THE EXERCISE: Retype the records below exactly as they appear.

DATASET:

┌──

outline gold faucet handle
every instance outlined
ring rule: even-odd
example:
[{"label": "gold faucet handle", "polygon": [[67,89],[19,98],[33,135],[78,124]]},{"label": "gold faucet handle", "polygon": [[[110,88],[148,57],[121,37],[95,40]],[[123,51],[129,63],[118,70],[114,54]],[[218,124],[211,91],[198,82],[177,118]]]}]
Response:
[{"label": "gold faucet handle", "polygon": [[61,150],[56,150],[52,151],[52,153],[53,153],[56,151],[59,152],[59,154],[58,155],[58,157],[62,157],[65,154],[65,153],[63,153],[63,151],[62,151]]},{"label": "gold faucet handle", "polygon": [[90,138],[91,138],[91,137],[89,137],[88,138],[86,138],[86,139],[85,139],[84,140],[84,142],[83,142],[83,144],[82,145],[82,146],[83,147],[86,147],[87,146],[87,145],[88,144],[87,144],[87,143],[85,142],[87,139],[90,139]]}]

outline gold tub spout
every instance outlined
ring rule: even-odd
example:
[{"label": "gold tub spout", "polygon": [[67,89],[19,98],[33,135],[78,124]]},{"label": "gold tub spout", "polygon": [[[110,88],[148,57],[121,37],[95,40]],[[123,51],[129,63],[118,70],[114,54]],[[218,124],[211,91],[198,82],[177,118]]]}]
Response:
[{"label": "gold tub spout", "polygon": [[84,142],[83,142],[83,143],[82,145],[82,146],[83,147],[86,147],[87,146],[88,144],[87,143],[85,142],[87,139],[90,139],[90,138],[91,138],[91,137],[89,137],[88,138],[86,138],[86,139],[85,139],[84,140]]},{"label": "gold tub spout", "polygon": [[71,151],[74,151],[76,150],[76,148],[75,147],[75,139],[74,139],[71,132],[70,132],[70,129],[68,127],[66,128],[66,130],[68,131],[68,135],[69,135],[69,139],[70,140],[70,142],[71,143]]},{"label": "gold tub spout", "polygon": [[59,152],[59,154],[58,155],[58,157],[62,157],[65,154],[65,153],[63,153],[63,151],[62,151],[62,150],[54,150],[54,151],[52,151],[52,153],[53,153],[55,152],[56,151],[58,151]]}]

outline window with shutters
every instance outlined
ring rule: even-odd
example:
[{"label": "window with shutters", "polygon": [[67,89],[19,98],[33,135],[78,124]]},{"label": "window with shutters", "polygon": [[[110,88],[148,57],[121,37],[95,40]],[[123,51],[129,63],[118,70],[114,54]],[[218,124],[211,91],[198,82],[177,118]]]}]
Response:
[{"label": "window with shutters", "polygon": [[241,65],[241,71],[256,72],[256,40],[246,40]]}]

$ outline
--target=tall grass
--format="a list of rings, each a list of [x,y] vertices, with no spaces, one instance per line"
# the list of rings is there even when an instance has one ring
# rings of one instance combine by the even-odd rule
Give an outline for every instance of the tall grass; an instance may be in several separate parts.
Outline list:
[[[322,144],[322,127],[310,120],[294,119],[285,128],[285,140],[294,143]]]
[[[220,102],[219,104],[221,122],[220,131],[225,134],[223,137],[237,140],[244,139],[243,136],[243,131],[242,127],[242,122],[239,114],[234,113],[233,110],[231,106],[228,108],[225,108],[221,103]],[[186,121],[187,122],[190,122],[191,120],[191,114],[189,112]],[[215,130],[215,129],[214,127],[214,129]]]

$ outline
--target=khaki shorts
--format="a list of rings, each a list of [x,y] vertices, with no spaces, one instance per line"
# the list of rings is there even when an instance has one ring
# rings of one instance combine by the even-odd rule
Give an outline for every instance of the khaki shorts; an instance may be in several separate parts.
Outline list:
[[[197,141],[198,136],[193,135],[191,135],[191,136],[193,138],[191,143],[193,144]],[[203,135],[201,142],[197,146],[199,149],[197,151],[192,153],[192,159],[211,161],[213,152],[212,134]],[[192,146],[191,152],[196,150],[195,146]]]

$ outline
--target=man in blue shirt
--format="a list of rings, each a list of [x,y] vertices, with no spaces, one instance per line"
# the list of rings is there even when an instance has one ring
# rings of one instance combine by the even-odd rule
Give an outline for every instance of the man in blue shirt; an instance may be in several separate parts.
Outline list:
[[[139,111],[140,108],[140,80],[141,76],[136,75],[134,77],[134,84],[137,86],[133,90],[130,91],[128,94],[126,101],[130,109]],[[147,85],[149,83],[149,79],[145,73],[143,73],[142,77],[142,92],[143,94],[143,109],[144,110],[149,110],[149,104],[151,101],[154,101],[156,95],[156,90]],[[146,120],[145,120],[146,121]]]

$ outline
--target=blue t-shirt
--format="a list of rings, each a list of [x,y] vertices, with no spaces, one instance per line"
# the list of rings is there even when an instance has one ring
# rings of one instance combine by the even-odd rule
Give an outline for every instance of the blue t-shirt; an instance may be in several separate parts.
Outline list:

└──

SOLUTION TO THE PROBLEM:
outline gold faucet handle
every instance outlined
ring rule: even-odd
example:
[{"label": "gold faucet handle", "polygon": [[67,89],[19,98],[33,135],[78,124]]},{"label": "gold faucet handle", "polygon": [[[110,88],[148,57],[121,37],[95,40]],[[123,51],[129,63],[118,70],[114,54]],[[218,124],[211,91],[198,82],[177,118]]]}]
Response:
[{"label": "gold faucet handle", "polygon": [[61,150],[56,150],[52,151],[52,153],[53,153],[56,151],[59,152],[59,154],[58,155],[58,157],[62,157],[65,154],[65,153],[63,153],[63,151],[62,151]]},{"label": "gold faucet handle", "polygon": [[90,138],[91,138],[91,137],[89,137],[88,138],[86,138],[86,139],[85,139],[84,140],[84,142],[83,142],[83,144],[82,145],[82,146],[83,147],[86,147],[87,146],[87,145],[88,144],[87,144],[87,143],[85,142],[87,139],[90,139]]}]

outline gold tub spout
every instance outlined
ring rule: even-odd
example:
[{"label": "gold tub spout", "polygon": [[67,89],[19,98],[33,135],[78,124]]},{"label": "gold tub spout", "polygon": [[[110,88],[148,57],[121,37],[95,40]],[[123,51],[129,63],[118,70],[114,54]],[[218,124],[211,91],[198,82],[177,118]]]}]
Response:
[{"label": "gold tub spout", "polygon": [[84,142],[83,142],[83,143],[82,145],[82,146],[83,147],[86,147],[87,146],[88,144],[87,143],[85,142],[87,139],[90,139],[90,138],[91,138],[91,137],[89,137],[88,138],[86,138],[86,139],[85,139],[84,140]]},{"label": "gold tub spout", "polygon": [[71,151],[74,151],[76,150],[76,148],[75,147],[75,139],[74,139],[71,132],[70,132],[70,129],[68,127],[66,128],[66,130],[68,131],[68,135],[69,135],[69,139],[70,140],[70,142],[71,143]]},{"label": "gold tub spout", "polygon": [[59,152],[59,154],[58,155],[58,157],[62,157],[65,154],[65,153],[63,153],[63,151],[62,151],[62,150],[54,150],[54,151],[52,151],[52,153],[53,153],[55,152],[56,151],[58,151]]}]

outline window with shutters
every instance outlined
ring rule: even-odd
example:
[{"label": "window with shutters", "polygon": [[67,89],[19,98],[33,135],[78,124]]},{"label": "window with shutters", "polygon": [[[110,88],[148,57],[121,37],[95,40]],[[123,51],[129,63],[118,70],[114,54]],[[218,124],[211,91],[198,82],[177,118]]]}]
Response:
[{"label": "window with shutters", "polygon": [[241,65],[241,71],[256,72],[256,40],[246,40]]}]

$ outline
--target=tall grass
--format="a list of rings, each a list of [x,y] vertices, with no spaces, one instance per line"
# the list of rings is there even when an instance has one ring
# rings of one instance combine by the even-odd rule
Give an outline for every instance of the tall grass; an instance may be in several separate parts.
Outline list:
[[[322,144],[322,127],[310,120],[294,119],[285,128],[285,140],[294,143]]]
[[[220,102],[219,104],[221,122],[220,131],[225,134],[223,137],[237,140],[244,139],[243,136],[243,131],[242,127],[242,122],[239,114],[234,113],[233,110],[231,106],[228,108],[225,108],[221,103]],[[186,121],[187,122],[190,122],[191,120],[191,114],[189,112]],[[215,130],[215,129],[214,127],[214,129]]]

$ outline
--target=khaki shorts
--format="a list of rings, each a list of [x,y] vertices, with no spaces, one instance per line"
# the list of rings is there even when an instance has one ring
# rings of one instance combine by the even-odd rule
Give an outline for every instance of the khaki shorts; an instance may be in several separate parts.
Outline list:
[[[197,141],[198,136],[193,135],[191,135],[191,136],[193,138],[191,143],[193,144]],[[203,135],[201,142],[197,146],[199,149],[197,151],[192,153],[192,159],[211,161],[213,152],[212,134]],[[192,146],[191,152],[196,150],[195,146]]]

$ outline
--target=man in blue shirt
--format="a list of rings, each a list of [x,y] vertices, with no spaces, one instance per line"
# the list of rings is there even when an instance has one ring
# rings of one instance combine by the even-odd rule
Give an outline for every instance of the man in blue shirt; an instance may be in several separate parts.
Outline list:
[[[139,111],[140,108],[140,80],[141,76],[136,75],[134,77],[134,84],[137,86],[133,90],[130,91],[128,94],[126,101],[130,109]],[[147,85],[149,83],[149,79],[145,73],[143,73],[142,77],[142,92],[143,94],[143,109],[144,110],[149,110],[149,104],[151,101],[154,101],[156,95],[156,90]],[[146,120],[145,120],[146,121]]]

$ outline
--target=blue t-shirt
--format="a list of rings, each a list of [x,y] vertices, with no spaces, one instance per line"
# the list of rings is there even when an instance has one ring
# rings of one instance combine by the even-odd rule
Give an outline for every instance of the blue t-shirt; an instance may be in several separate parts.
Outline list:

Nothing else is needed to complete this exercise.